Extracted text:

★ ★ ★ ★ ★

FPGA Programming — TH Deggendorf

Stock Market Data Processing on DE1-SoC FPGA

This page documents an FPGA project that implements financial data pre-processing on the DE1-SoC board using VHDL. The design applies exponential smoothing to a static stock market dataset using custom IEEE-754 based floating-point arithmetic modules. A Mealy-type FSM, parameterizable generics, on-chip memory resources, and a self-checking testbench are used to structure and verify the design.

Recommended Visual Evidence

These figure slots are prepared for the strongest visual proof. Each card opens in a popup and already uses a safe aspect ratio for web display. Empty slots can stay visible during development or receive a real image path later.

Basic Idea

The goal of this project is to demonstrate how a lightweight financial signal-processing algorithm can be mapped directly into FPGA hardware. Rather than relying on vendor floating-point IP cores, the arithmetic path is implemented manually in VHDL using IEEE-754 single-precision format principles. A finite state machine coordinates the path from static ROM data through RAM access, smoothing computation, and display output.

The design is parameterizable and verified with a self-checking testbench. Timing analysis confirms that the implementation meets the 50 MHz target clock used by the board. The worst-case timing margin is positive but should not be described as a 150 MHz final result.

Design Walkthrough

1. Project overview+

This project implements a modular and parameterizable FPGA-based system for pre-processing financial data using exponential smoothing. Static stock market data is stored in on-chip ROM. The system writes the selected data to RAM, reads it back through a controlled memory sequence, applies exponential smoothing using custom IEEE-754 based floating-point arithmetic modules in VHDL, and displays selected results or states on the DE1-SoC seven-segment display.

Technical form

High-level data flow:
  ROM with static dataset
    → RAM write stage
    → RAM read stage
    → Exponential smoothing datapath
    → Result storage / output selection
    → Seven-segment display

The computation runs on fixed ROM data. This makes the behavior repeatable and suitable for verifying the control path, arithmetic datapath, and display interface. It should not be presented as a real-time market data system yet.

2. DE1-SoC FPGA board+

The DE1-SoC board contains a Cyclone V SoC device with FPGA fabric and an ARM Cortex-A9 hard processor system. This project targets the FPGA fabric only. The design uses FPGA logic for control and arithmetic, on-chip memory resources for deterministic storage, board switches for mode selection, and the six-digit seven-segment display for visible output feedback. Pin assignments and FPGA-side peripheral mappings are configured through Quartus Prime.

★ ★ ★ ★ ★

Dataset extract:
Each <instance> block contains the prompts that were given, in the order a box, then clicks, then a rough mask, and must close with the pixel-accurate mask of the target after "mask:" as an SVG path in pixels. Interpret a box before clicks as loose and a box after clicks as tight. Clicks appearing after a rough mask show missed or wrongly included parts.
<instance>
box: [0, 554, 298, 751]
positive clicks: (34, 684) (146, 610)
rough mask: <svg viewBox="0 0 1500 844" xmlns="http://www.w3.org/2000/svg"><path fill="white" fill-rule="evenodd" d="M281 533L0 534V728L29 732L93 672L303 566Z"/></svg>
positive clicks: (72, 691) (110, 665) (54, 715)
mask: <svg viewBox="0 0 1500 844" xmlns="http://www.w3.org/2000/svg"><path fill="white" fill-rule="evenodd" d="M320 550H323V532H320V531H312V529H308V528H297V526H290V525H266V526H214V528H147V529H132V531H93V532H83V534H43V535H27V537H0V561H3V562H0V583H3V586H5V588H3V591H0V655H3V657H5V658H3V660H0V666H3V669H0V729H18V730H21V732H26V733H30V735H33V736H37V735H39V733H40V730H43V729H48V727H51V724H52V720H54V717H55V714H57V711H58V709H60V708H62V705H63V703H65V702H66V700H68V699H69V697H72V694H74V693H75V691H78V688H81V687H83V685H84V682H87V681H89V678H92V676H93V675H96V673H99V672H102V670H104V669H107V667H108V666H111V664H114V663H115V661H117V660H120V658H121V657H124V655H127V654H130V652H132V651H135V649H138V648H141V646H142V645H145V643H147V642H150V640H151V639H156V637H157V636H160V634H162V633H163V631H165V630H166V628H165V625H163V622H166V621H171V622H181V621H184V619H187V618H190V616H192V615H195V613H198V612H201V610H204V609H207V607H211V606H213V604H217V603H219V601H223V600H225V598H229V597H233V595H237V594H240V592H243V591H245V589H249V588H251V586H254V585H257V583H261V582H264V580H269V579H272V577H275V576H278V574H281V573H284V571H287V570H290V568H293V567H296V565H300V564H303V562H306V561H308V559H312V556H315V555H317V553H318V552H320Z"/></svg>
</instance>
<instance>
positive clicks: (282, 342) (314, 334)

★ ★ ★ ★ ★

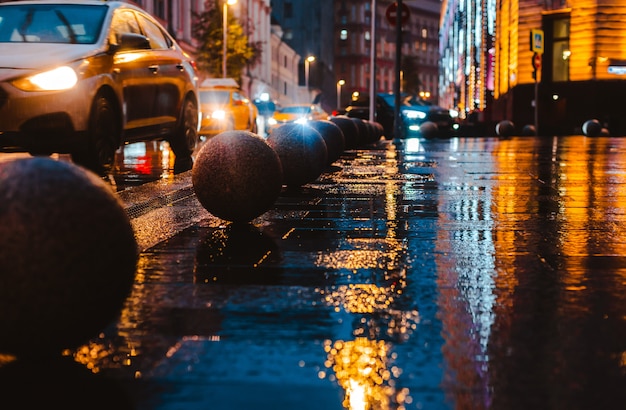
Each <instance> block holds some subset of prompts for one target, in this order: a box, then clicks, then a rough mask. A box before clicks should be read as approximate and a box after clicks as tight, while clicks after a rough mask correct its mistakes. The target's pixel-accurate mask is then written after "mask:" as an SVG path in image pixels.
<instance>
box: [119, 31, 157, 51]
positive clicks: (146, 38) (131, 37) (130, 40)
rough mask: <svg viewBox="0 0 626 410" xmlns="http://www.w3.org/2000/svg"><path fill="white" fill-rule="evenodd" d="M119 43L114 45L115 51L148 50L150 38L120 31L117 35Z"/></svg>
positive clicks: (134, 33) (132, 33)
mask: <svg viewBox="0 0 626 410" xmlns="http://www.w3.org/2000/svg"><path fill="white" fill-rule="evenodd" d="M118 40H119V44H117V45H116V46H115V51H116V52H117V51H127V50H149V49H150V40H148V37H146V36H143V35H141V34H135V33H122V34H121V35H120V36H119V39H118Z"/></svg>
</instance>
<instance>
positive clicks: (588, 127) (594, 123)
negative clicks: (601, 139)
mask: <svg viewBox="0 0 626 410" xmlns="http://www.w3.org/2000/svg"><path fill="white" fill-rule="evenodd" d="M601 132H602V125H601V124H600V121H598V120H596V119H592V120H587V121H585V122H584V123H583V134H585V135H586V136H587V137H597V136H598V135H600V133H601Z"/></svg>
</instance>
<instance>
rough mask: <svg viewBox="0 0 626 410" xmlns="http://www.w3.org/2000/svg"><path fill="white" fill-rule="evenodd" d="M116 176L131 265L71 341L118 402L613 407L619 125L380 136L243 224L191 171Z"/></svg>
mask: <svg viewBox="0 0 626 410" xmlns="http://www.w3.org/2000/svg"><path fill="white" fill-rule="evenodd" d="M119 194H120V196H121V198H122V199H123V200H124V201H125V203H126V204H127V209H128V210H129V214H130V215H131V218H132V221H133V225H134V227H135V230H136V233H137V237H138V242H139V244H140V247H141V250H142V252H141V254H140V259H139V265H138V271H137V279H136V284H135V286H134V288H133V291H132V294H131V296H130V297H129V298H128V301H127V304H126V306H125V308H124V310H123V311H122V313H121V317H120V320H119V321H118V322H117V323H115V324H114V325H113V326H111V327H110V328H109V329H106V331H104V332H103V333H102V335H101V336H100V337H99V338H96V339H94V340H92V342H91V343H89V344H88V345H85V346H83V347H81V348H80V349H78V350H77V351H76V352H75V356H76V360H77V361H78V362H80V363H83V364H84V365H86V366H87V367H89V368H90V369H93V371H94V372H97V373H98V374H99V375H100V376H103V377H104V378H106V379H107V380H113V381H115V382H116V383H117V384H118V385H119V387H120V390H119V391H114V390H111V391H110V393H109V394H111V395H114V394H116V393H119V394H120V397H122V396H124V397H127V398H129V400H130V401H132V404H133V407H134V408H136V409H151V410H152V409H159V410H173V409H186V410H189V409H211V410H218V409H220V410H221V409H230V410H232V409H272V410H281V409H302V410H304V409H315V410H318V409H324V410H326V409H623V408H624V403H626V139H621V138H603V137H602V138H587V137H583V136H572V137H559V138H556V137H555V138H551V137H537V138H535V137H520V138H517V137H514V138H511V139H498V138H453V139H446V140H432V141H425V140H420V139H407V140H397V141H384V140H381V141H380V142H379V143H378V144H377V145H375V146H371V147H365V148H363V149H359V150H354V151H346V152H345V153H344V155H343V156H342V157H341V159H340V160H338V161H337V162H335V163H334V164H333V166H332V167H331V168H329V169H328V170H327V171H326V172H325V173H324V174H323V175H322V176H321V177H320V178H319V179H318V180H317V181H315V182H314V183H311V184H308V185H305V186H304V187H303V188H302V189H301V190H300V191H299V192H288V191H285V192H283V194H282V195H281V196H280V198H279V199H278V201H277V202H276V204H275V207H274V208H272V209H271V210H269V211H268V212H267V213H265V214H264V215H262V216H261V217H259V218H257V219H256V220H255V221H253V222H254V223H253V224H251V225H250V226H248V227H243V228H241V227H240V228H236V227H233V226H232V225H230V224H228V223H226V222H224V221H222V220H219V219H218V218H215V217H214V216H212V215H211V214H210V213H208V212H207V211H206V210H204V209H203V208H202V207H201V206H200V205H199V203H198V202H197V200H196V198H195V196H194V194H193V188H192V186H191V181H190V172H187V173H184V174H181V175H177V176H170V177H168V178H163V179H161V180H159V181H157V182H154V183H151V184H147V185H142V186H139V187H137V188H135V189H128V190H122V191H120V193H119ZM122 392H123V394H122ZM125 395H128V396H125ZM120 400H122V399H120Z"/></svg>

★ ★ ★ ★ ★

Exercises:
1. According to the FPGA project page, what target clock does the timing analysis confirm the implementation meets?
2. In the entries, begin at the line that has "Each <instance> block contains" and stop after the line that has "positive clicks: (72, 691)". Rewrite only those lines, replacing "rough mask" with "coarse mask" and leaving everything else unchanged.

Task-by-task outputs:
1. The 50 MHz target clock used by the board.

2.
Each <instance> block contains the prompts that were given, in the order a box, then clicks, then a coarse mask, and must close with the pixel-accurate mask of the target after "mask:" as an SVG path in pixels. Interpret a box before clicks as loose and a box after clicks as tight. Clicks appearing after a coarse mask show missed or wrongly included parts.
<instance>
box: [0, 554, 298, 751]
positive clicks: (34, 684) (146, 610)
coarse mask: <svg viewBox="0 0 1500 844" xmlns="http://www.w3.org/2000/svg"><path fill="white" fill-rule="evenodd" d="M281 533L0 534V728L29 732L93 672L303 566Z"/></svg>
positive clicks: (72, 691) (110, 665) (54, 715)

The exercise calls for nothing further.